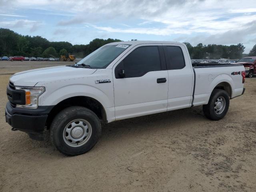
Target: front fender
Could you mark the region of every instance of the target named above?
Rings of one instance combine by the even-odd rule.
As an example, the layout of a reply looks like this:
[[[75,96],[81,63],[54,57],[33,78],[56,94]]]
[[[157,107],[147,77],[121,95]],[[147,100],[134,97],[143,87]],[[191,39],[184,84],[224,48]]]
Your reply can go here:
[[[111,87],[113,88],[113,85],[110,86],[110,88]],[[38,105],[55,105],[70,97],[86,96],[98,100],[104,108],[114,106],[114,94],[111,88],[103,89],[102,90],[102,89],[100,90],[89,85],[76,84],[64,85],[56,90],[54,86],[50,86],[46,87],[46,90],[39,98]],[[54,90],[51,92],[50,90]]]

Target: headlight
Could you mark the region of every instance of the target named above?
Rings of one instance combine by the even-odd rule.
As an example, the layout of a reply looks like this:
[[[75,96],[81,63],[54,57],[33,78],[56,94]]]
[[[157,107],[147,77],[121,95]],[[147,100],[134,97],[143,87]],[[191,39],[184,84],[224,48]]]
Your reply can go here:
[[[45,91],[44,87],[24,87],[16,86],[16,90],[24,90],[26,104],[17,105],[16,107],[36,109],[38,106],[38,97]]]

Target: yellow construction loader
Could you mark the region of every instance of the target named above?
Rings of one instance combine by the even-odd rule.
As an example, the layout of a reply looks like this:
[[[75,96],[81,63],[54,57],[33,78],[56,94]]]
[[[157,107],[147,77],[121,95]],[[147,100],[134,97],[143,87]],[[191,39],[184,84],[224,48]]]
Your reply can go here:
[[[70,53],[65,53],[65,55],[60,56],[61,61],[73,61],[76,59],[74,55],[70,55]]]

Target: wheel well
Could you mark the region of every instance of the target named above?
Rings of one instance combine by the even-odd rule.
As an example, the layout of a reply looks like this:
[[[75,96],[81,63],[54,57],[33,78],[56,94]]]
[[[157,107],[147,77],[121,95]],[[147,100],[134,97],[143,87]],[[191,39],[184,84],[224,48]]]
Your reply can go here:
[[[48,114],[46,126],[49,129],[55,116],[60,112],[68,107],[80,106],[86,107],[93,111],[101,121],[106,122],[107,117],[104,108],[96,99],[85,96],[70,97],[60,102],[52,109]]]
[[[222,89],[227,92],[230,98],[232,96],[232,89],[230,85],[227,82],[222,82],[216,86],[214,89]]]

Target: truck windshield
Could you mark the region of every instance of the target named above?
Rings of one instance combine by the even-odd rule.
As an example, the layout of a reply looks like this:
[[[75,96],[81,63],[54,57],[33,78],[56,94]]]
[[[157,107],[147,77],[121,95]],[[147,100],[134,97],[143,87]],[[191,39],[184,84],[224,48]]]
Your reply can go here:
[[[119,44],[103,46],[86,56],[75,65],[86,66],[92,68],[105,68],[130,45]]]
[[[246,63],[253,63],[253,62],[255,61],[256,58],[243,58],[242,59],[241,59],[237,62],[246,62]]]

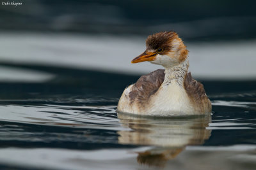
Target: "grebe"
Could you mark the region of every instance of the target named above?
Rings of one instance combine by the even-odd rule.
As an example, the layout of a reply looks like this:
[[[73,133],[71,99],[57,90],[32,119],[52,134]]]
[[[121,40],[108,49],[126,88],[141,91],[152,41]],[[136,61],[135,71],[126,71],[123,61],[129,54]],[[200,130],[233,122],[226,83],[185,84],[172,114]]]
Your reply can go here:
[[[150,61],[162,65],[127,87],[118,102],[118,111],[140,115],[200,115],[211,112],[204,85],[188,73],[188,50],[174,31],[149,36],[146,50],[132,63]]]

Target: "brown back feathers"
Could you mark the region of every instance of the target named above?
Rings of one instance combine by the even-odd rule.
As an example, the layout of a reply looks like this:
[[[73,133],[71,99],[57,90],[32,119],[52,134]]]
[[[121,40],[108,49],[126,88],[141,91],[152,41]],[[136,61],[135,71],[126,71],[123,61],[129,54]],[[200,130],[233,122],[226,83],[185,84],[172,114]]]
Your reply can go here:
[[[150,73],[141,76],[133,85],[129,93],[131,102],[134,100],[140,103],[148,99],[156,93],[164,80],[164,69],[157,69]]]

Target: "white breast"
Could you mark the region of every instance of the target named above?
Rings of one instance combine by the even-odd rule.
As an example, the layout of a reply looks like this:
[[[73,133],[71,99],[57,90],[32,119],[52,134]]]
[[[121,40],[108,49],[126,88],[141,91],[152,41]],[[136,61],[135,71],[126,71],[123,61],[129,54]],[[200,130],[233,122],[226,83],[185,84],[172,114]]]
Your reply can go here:
[[[175,81],[163,84],[152,96],[148,113],[152,115],[193,115],[194,109],[185,89]]]

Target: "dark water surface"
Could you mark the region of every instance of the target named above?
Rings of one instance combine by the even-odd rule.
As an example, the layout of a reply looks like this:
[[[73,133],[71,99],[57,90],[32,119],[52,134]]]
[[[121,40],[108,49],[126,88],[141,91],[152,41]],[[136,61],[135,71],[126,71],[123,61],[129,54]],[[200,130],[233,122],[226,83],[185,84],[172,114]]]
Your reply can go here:
[[[0,83],[0,168],[255,169],[256,81],[204,81],[212,115],[116,113],[137,76],[42,66],[43,83]]]

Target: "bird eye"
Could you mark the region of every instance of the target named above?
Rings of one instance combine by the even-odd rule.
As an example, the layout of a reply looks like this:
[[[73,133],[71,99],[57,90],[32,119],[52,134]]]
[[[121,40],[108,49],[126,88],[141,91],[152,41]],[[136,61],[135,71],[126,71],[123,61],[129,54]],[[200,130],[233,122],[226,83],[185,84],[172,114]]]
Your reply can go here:
[[[157,52],[161,52],[161,51],[163,51],[163,48],[159,48],[157,49]]]

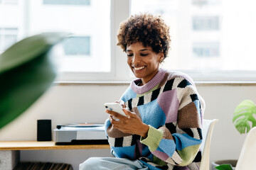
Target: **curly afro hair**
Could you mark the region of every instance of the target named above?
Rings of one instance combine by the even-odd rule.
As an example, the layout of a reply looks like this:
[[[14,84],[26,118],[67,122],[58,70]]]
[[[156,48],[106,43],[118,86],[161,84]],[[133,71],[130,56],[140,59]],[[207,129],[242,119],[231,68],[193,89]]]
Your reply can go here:
[[[145,47],[151,47],[156,53],[163,52],[167,57],[171,38],[169,28],[160,16],[150,13],[131,16],[121,23],[117,33],[117,45],[124,52],[127,46],[140,42]]]

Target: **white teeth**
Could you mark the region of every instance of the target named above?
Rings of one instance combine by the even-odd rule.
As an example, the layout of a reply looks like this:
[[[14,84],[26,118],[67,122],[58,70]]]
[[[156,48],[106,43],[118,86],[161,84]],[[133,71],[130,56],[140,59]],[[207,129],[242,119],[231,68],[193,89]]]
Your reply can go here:
[[[146,67],[145,66],[142,66],[142,67],[134,67],[134,69],[135,70],[139,70],[139,69],[144,69],[145,67]]]

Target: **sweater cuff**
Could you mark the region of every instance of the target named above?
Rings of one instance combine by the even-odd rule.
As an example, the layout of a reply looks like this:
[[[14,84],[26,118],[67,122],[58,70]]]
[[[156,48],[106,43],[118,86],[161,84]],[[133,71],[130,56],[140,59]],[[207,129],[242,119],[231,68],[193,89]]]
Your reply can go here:
[[[160,141],[163,138],[163,131],[149,125],[149,129],[146,138],[141,137],[141,143],[149,147],[151,152],[155,151],[159,146]]]

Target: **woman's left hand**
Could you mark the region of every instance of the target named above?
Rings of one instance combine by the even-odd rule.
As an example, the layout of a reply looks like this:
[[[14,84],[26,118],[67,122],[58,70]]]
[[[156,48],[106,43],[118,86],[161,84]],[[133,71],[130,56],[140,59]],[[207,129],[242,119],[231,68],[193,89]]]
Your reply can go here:
[[[123,108],[123,110],[127,117],[114,111],[105,110],[107,113],[110,115],[109,120],[113,127],[124,133],[135,134],[146,138],[149,129],[149,125],[144,123],[135,113],[131,112],[127,108]],[[115,120],[113,116],[119,120]]]

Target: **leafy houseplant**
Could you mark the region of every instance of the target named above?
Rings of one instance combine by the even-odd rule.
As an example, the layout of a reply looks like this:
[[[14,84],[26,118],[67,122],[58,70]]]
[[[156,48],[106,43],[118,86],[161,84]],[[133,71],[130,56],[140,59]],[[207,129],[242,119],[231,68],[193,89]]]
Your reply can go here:
[[[67,33],[41,33],[15,43],[0,55],[0,130],[23,113],[56,76],[51,47]]]
[[[250,100],[242,101],[235,110],[233,123],[240,134],[247,133],[256,126],[256,105]],[[232,170],[230,164],[221,164],[215,167],[220,170]]]

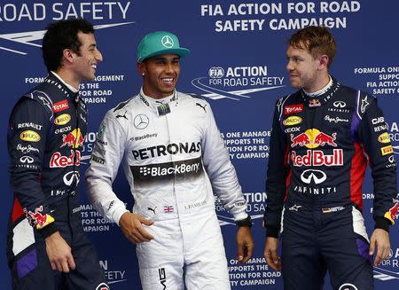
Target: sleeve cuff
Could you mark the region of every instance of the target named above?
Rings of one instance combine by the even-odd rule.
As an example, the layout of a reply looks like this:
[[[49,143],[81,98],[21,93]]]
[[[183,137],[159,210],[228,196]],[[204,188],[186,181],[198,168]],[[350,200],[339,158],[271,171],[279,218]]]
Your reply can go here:
[[[42,235],[43,239],[46,239],[47,237],[52,235],[54,232],[59,231],[59,228],[55,225],[54,223],[51,223],[45,227],[37,230],[38,232]]]
[[[124,213],[129,213],[129,211],[126,208],[121,208],[119,210],[116,210],[115,213],[113,213],[113,221],[115,222],[116,224],[119,225],[119,220],[121,219],[121,217],[123,216]]]
[[[278,229],[272,225],[267,225],[266,237],[278,238]]]
[[[389,232],[389,225],[391,223],[385,217],[377,217],[375,220],[374,229],[382,229]]]

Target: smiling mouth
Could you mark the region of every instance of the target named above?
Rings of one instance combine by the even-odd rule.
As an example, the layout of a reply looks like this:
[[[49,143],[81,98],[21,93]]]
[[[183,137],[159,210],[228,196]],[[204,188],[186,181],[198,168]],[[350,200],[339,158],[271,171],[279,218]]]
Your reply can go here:
[[[165,82],[168,85],[173,84],[173,77],[164,77],[164,78],[161,78],[161,80],[163,82]]]

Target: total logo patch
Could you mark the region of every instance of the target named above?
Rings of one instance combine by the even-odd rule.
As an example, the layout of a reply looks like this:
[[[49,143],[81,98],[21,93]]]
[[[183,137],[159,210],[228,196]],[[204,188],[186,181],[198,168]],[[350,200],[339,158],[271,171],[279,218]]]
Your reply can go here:
[[[27,129],[20,134],[20,139],[30,142],[39,142],[40,135],[31,129]]]
[[[379,143],[389,143],[391,139],[389,137],[389,134],[387,132],[384,132],[379,136],[378,140]]]
[[[69,121],[71,121],[71,115],[69,114],[63,114],[54,120],[54,124],[62,126],[67,124]]]
[[[293,126],[298,125],[302,122],[302,118],[299,116],[291,116],[283,121],[285,126]]]
[[[301,113],[303,110],[303,104],[286,106],[284,107],[284,114]]]
[[[57,102],[52,105],[52,112],[58,113],[64,110],[69,109],[69,104],[66,99],[64,99],[60,102]]]
[[[382,155],[387,155],[394,153],[394,148],[392,148],[392,145],[385,146],[381,148],[381,154]]]

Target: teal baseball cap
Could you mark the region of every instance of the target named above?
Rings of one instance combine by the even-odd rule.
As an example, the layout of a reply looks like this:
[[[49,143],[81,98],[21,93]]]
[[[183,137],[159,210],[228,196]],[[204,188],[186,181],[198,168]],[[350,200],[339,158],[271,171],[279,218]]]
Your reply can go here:
[[[173,53],[183,58],[190,53],[188,49],[180,47],[179,39],[173,33],[155,31],[149,33],[137,46],[137,61],[160,54]]]

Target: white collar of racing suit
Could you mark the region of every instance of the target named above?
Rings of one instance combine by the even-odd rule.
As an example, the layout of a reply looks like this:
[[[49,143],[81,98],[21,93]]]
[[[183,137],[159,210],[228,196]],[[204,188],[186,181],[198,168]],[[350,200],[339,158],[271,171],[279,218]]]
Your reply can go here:
[[[143,104],[148,106],[152,111],[157,114],[159,116],[167,114],[174,110],[178,106],[179,99],[177,91],[175,90],[173,94],[162,98],[153,98],[146,96],[143,90],[143,87],[140,90],[140,99]]]

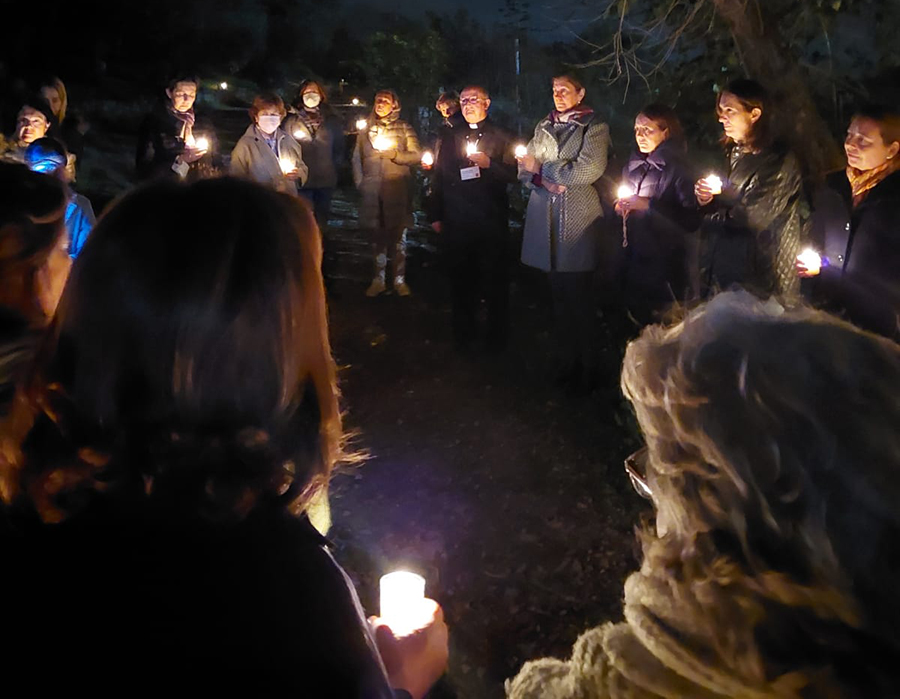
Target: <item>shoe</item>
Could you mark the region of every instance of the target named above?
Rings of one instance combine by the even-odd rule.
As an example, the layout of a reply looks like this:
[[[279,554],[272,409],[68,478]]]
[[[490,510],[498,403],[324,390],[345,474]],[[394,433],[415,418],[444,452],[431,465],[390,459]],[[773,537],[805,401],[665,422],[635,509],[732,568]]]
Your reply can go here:
[[[381,277],[375,277],[372,280],[372,283],[369,285],[369,288],[366,289],[366,296],[372,298],[374,296],[378,296],[379,294],[383,294],[384,290],[384,279],[382,279]]]

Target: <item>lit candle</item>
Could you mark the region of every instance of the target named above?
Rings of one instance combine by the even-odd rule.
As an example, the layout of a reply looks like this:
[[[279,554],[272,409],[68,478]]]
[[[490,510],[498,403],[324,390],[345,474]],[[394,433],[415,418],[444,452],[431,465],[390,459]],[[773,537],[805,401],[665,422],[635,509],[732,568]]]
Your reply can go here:
[[[428,624],[425,578],[397,571],[381,578],[381,618],[395,636],[408,636]]]
[[[620,184],[619,189],[616,190],[616,196],[619,199],[627,199],[628,197],[633,197],[634,188],[629,184]]]
[[[722,178],[718,175],[707,175],[705,180],[706,186],[712,190],[713,194],[722,193]]]
[[[812,248],[806,248],[797,255],[797,262],[806,267],[806,271],[811,274],[818,274],[822,269],[822,256]]]
[[[383,136],[382,134],[378,134],[375,137],[375,140],[372,141],[372,147],[375,150],[390,150],[392,145],[393,144],[391,143],[390,139]]]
........
Exercise aim
Collect every line of the listing that contains the string "white", treating uppercase and lowercase letters as different.

Exercise result
Target: "white breast"
Target: **white teeth**
Target: white collar of racing suit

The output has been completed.